**Problem to solve**
Return the tail of the records exactly, starting from the line containing "of the ceiling" and ending with the final line.

**Stored data entries**
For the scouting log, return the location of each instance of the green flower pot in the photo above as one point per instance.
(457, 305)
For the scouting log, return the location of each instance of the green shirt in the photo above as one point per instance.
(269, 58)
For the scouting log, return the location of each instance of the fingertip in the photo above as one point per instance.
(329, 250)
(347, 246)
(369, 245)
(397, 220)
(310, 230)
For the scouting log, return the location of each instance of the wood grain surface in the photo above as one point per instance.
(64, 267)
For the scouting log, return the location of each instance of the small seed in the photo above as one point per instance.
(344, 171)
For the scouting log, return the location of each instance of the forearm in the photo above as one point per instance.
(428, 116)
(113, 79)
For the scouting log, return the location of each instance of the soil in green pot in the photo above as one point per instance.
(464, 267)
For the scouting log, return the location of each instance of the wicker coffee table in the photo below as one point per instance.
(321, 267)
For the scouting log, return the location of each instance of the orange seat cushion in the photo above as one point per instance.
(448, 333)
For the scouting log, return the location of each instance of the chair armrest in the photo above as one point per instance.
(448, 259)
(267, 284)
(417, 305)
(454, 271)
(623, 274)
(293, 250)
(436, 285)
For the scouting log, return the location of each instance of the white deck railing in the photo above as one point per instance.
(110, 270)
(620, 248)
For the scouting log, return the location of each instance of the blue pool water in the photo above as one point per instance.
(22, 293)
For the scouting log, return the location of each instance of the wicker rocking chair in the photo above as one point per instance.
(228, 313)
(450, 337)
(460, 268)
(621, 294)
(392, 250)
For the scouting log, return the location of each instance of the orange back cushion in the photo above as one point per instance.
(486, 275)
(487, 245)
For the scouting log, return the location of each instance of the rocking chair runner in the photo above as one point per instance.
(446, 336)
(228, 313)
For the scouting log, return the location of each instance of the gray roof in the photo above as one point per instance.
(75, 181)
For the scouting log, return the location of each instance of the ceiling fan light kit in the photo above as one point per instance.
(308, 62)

**Output**
For the scouting log, return the location of each instance of the ceiling fan light kit in the photo above as one point per instance.
(308, 62)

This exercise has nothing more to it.